> **Task statement**
State how many lines in the records hold the word "roof", giving the number and no other text.

[Records from a collection]

————

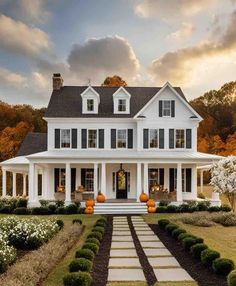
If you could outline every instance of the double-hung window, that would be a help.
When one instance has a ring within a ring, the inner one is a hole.
[[[94,100],[87,99],[87,111],[94,111]]]
[[[125,112],[126,111],[126,99],[118,100],[118,111]]]
[[[97,130],[88,129],[88,148],[97,148]]]
[[[61,148],[70,148],[71,131],[70,129],[61,129]]]
[[[158,148],[158,129],[149,130],[149,148]]]
[[[185,130],[176,129],[175,130],[175,148],[185,147]]]
[[[117,148],[127,148],[127,130],[117,130]]]
[[[170,100],[163,100],[162,114],[163,114],[163,117],[171,116],[171,101]]]

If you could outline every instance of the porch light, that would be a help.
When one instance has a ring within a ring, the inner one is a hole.
[[[122,164],[120,164],[120,169],[118,170],[118,176],[122,177],[124,176],[125,170],[122,167]]]

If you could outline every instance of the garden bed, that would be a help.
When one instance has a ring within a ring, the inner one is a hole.
[[[198,282],[198,285],[227,286],[225,277],[216,275],[211,268],[204,266],[201,261],[191,256],[189,252],[183,249],[181,242],[175,240],[164,230],[161,230],[158,225],[150,224],[149,226],[178,260],[179,264]]]

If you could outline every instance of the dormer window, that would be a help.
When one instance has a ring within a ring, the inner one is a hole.
[[[82,97],[82,113],[98,113],[98,106],[100,103],[100,96],[96,90],[89,86],[81,93]]]
[[[121,86],[113,94],[113,111],[114,114],[129,114],[130,113],[130,97],[129,92]]]
[[[87,111],[94,111],[94,99],[87,99]]]
[[[162,107],[162,114],[164,117],[171,116],[171,101],[170,100],[163,100],[163,107]]]
[[[126,111],[126,99],[119,99],[118,100],[118,111],[125,112]]]

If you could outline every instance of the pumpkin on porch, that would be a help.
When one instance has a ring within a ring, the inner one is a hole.
[[[104,203],[105,202],[105,196],[101,192],[98,193],[96,199],[97,199],[98,203]]]
[[[156,207],[148,207],[148,212],[149,212],[149,213],[155,213],[156,210],[157,210]]]
[[[95,205],[95,202],[93,199],[88,199],[85,203],[86,207],[94,207],[94,205]]]
[[[146,203],[148,201],[149,197],[146,193],[142,192],[142,194],[139,197],[139,200],[141,203]]]
[[[91,207],[91,206],[86,207],[84,213],[85,214],[93,214],[93,207]]]
[[[156,206],[156,203],[155,203],[154,200],[148,200],[148,201],[147,201],[147,206],[148,206],[148,207],[155,207],[155,206]]]

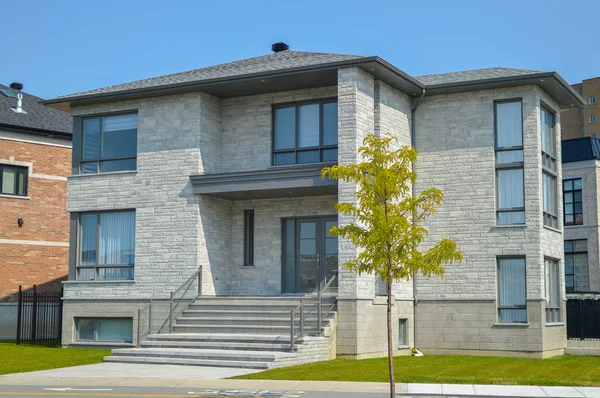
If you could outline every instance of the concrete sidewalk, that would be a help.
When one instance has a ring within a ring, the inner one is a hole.
[[[225,380],[252,373],[247,369],[201,366],[101,363],[0,376],[4,386],[44,387],[167,387],[216,390],[277,390],[336,393],[379,393],[387,383],[286,380]],[[453,397],[589,397],[600,398],[600,387],[536,387],[469,384],[397,384],[398,395]]]

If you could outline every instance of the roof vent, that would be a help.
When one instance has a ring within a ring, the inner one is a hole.
[[[23,94],[21,93],[23,84],[14,82],[10,84],[10,88],[17,92],[17,106],[13,106],[10,109],[17,113],[27,113],[23,110]]]
[[[278,43],[273,43],[271,45],[271,50],[273,50],[273,52],[278,53],[281,51],[285,51],[285,50],[289,50],[290,46],[288,46],[287,44],[285,44],[284,42],[280,41]]]

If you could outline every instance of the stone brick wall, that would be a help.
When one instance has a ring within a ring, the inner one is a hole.
[[[227,98],[221,101],[222,172],[263,170],[272,166],[272,105],[335,98],[337,87]]]
[[[575,270],[579,286],[600,291],[600,246],[598,236],[598,168],[600,162],[587,160],[563,164],[563,179],[581,178],[583,182],[583,225],[565,226],[565,240],[587,239],[588,269]]]
[[[0,301],[60,289],[68,269],[70,140],[0,131],[0,164],[28,168],[27,197],[0,195]],[[23,226],[18,226],[18,219]]]

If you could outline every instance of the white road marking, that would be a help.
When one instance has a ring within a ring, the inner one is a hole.
[[[70,388],[70,387],[63,387],[63,388],[44,388],[44,390],[47,391],[112,391],[112,388]]]

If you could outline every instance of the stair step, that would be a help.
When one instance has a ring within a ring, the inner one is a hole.
[[[179,321],[177,321],[179,322]],[[300,332],[300,328],[295,329],[296,333]],[[173,326],[173,331],[184,333],[264,333],[264,334],[285,334],[290,333],[290,326],[277,325],[182,325],[176,323]],[[317,328],[305,326],[304,332],[308,334],[317,334]]]
[[[271,343],[290,342],[290,335],[244,334],[244,333],[163,333],[150,334],[148,341],[194,341],[194,342],[235,342],[235,343]]]
[[[235,351],[189,348],[124,348],[112,350],[112,356],[193,358],[224,361],[273,362],[278,358],[295,358],[298,354],[279,351]]]
[[[325,321],[327,322],[327,321]],[[322,326],[326,326],[325,322],[323,322]],[[264,318],[264,317],[256,317],[256,318],[239,318],[239,317],[192,317],[192,316],[182,316],[177,318],[177,325],[244,325],[248,327],[253,326],[288,326],[290,325],[290,318]],[[316,328],[317,325],[316,319],[304,319],[304,327],[307,326]],[[300,319],[296,317],[294,322],[296,327],[300,327]]]
[[[160,364],[160,365],[193,365],[219,368],[269,369],[268,362],[224,361],[193,358],[160,358],[160,357],[104,357],[105,362]]]
[[[299,312],[298,312],[299,314]],[[325,313],[323,313],[322,315],[325,315]],[[290,311],[286,311],[286,310],[281,310],[281,309],[266,309],[266,310],[257,310],[257,309],[245,309],[245,308],[238,308],[235,310],[226,310],[226,309],[212,309],[212,310],[206,310],[206,309],[187,309],[185,311],[182,312],[182,316],[206,316],[206,317],[231,317],[231,316],[236,316],[236,317],[242,317],[242,318],[252,318],[252,317],[264,317],[264,318],[270,318],[270,317],[274,317],[274,318],[278,318],[278,317],[287,317],[287,319],[289,319],[290,317]],[[304,309],[304,317],[305,318],[314,318],[316,319],[318,316],[318,312],[316,311],[316,309],[311,308],[311,309]],[[332,318],[333,317],[333,313],[329,313],[327,314],[328,318]]]
[[[143,348],[191,348],[191,349],[219,349],[219,350],[239,350],[239,351],[283,351],[290,349],[290,344],[273,343],[238,343],[227,341],[143,341]]]

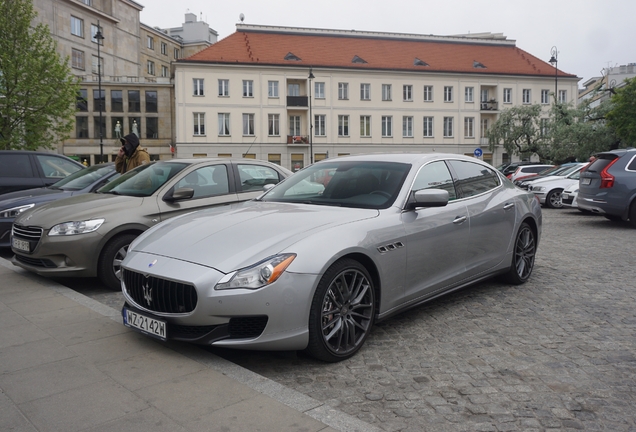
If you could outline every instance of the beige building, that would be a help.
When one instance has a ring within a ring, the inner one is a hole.
[[[557,71],[559,99],[575,75]],[[298,169],[370,152],[451,152],[493,164],[501,110],[545,105],[555,69],[500,34],[423,36],[238,24],[175,63],[180,157],[247,156]]]
[[[58,51],[81,80],[75,130],[58,151],[89,164],[99,161],[102,151],[105,160],[113,160],[117,137],[137,132],[152,159],[172,157],[172,64],[216,42],[216,32],[193,14],[186,14],[184,25],[171,32],[147,26],[139,21],[143,6],[131,0],[33,4],[36,20],[49,26]],[[98,26],[103,36],[99,47]]]

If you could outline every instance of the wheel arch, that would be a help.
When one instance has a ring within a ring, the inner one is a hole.
[[[148,227],[143,227],[142,228],[142,227],[139,227],[139,226],[128,226],[128,227],[123,227],[123,229],[120,229],[120,230],[117,230],[117,231],[111,231],[110,233],[108,233],[107,236],[104,236],[104,239],[102,240],[102,242],[100,244],[99,255],[97,257],[98,262],[99,262],[99,259],[101,259],[102,254],[104,253],[104,248],[114,238],[117,238],[117,237],[119,237],[121,235],[126,235],[126,234],[134,234],[135,236],[139,236],[144,231],[146,231],[147,229],[148,229]]]
[[[360,252],[352,252],[347,255],[343,255],[338,258],[337,261],[343,259],[353,259],[359,262],[368,272],[369,276],[373,280],[373,293],[375,294],[375,316],[377,318],[380,313],[380,303],[382,302],[382,290],[381,290],[381,281],[380,281],[380,272],[378,271],[378,267],[375,265],[373,260],[368,256]],[[337,262],[336,261],[336,262]]]

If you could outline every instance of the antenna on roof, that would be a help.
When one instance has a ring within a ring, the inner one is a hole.
[[[245,21],[245,15],[243,15],[243,13],[241,12],[241,14],[239,15],[239,19],[241,20],[241,22]]]

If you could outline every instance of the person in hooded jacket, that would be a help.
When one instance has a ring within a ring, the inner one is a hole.
[[[139,165],[150,162],[150,155],[146,149],[139,147],[139,138],[134,133],[120,138],[121,148],[115,158],[115,169],[124,174]]]

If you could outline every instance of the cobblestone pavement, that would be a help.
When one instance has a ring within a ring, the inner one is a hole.
[[[548,209],[543,227],[528,283],[402,313],[350,360],[210,351],[386,431],[636,431],[636,230]]]

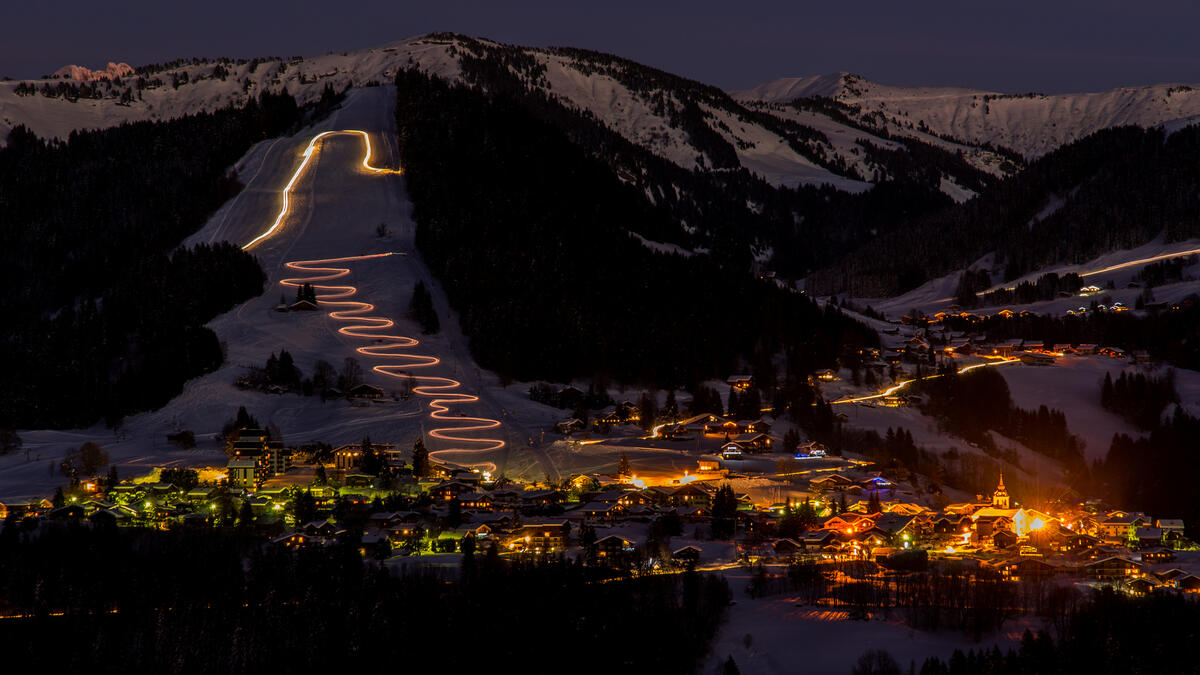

————

> **Expected output**
2